### 练习 1
条目中哪些行含有字符串“lamp”?请把这些行逐一返回。

:: 所给文本 ::

Add Two Numbers 题解
题目来源:Add Two Numbers
> You are given two linked lists representing two non-negative numbers. The digits are stored in reverse order and each of their nodes contain a single digit. Add the two numbers and return it as a linked list. Input: (2 -> 4 -> 3) + (5 -> 6 -> 4) Output: 7 -> 0 -> 8
解题思路:
递归版
ListNode *addTwoNumbers(ListNode *l1, ListNode *l2, int carry)
{
if(l1 == NULL && l2 == NULL && carry == 0) //only comes the carry,like 5, 5 = 10, or carry = 0
return NULL;
ListNode * result = new ListNode(carry);
if(l1 != NULL)
result->val += l1->val;
if(l2 != NULL)
result->val += l2->val;
result->next = addTwoNumbers(l1 == NULL ? NULL : l1->next, l2 == NULL ? NULL : l2->next, result->val / 10);
result->val %= 10;
return result;
}
ListNode *addTwoNumbers(ListNode *l1, ListNode *l2)
{
if(l1 == NULL && l2 == NULL)
return NULL;
if(l1 == NULL)
return l2;
if(l2 == NULL)

:::
:: 本题条目 ::

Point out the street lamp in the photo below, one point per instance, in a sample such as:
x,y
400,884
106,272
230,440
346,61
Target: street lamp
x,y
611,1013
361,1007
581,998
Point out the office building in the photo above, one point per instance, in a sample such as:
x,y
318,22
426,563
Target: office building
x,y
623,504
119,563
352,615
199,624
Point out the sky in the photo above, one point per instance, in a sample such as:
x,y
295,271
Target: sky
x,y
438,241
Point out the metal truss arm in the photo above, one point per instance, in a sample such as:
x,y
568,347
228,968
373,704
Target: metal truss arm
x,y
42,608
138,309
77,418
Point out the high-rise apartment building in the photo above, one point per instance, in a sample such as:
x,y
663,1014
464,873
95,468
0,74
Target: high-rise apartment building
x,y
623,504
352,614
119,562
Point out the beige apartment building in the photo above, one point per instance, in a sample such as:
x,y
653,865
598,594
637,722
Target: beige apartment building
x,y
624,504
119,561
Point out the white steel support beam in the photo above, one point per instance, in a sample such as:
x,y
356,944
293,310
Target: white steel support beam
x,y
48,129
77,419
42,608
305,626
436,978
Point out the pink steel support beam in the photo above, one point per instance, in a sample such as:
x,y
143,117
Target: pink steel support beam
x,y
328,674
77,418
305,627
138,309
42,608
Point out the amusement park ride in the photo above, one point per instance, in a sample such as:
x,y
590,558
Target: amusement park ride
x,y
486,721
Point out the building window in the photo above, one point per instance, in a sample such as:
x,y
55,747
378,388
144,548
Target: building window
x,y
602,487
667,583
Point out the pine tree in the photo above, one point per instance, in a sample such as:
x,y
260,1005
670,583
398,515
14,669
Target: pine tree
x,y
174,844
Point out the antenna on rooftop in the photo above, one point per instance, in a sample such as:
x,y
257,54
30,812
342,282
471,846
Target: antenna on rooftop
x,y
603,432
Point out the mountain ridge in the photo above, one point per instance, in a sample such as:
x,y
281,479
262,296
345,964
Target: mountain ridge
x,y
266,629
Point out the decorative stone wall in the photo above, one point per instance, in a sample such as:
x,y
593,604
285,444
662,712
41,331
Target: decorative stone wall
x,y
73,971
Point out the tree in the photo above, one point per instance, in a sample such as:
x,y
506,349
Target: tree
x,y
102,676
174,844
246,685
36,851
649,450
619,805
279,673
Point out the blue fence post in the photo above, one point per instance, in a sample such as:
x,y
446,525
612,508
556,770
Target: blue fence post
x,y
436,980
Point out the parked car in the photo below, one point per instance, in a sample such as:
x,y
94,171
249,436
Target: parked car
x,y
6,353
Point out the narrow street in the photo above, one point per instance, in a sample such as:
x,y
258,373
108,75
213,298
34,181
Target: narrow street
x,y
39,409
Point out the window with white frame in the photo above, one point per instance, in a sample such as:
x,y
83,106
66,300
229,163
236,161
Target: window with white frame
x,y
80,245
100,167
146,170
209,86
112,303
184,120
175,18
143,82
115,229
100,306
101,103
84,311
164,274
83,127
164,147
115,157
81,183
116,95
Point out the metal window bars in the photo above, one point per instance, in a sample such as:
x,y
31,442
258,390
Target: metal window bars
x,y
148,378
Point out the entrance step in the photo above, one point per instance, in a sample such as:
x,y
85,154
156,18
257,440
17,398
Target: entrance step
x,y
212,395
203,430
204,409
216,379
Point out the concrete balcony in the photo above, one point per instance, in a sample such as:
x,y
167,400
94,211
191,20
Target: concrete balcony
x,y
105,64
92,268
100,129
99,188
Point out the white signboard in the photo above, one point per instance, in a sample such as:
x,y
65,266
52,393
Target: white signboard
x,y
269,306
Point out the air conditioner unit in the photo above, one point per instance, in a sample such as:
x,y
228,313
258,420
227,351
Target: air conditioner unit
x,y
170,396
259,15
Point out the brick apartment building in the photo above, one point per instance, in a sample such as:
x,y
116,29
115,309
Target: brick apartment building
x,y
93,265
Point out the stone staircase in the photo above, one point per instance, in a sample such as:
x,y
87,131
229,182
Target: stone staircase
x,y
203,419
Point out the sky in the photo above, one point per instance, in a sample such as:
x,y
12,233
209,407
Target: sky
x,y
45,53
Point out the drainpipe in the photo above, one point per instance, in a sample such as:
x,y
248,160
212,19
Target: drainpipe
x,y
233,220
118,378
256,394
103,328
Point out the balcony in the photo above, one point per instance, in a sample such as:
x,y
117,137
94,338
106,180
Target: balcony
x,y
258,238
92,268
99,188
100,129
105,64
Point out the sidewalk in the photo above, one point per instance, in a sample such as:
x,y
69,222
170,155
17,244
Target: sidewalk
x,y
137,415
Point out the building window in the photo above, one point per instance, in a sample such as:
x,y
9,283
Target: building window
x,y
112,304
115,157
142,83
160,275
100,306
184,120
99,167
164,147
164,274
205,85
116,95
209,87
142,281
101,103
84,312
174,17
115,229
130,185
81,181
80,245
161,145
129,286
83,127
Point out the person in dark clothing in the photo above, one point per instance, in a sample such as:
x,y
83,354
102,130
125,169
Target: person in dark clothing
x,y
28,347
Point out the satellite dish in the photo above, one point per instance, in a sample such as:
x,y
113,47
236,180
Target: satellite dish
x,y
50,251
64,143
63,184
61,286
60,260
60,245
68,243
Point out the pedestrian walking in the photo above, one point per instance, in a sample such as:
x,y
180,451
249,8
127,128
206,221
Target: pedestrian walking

:::

### 练习 2
上面的 Add Two Numbers 题解里,“递归版”下方的第一个 addTwoNumbers 函数有哪些参数?请列出全部参数名。

### 参考答案 1
Point out the street lamp in the photo below, one point per instance, in a sample such as:
Target: street lamp

### 参考答案 2
l1、l2、carry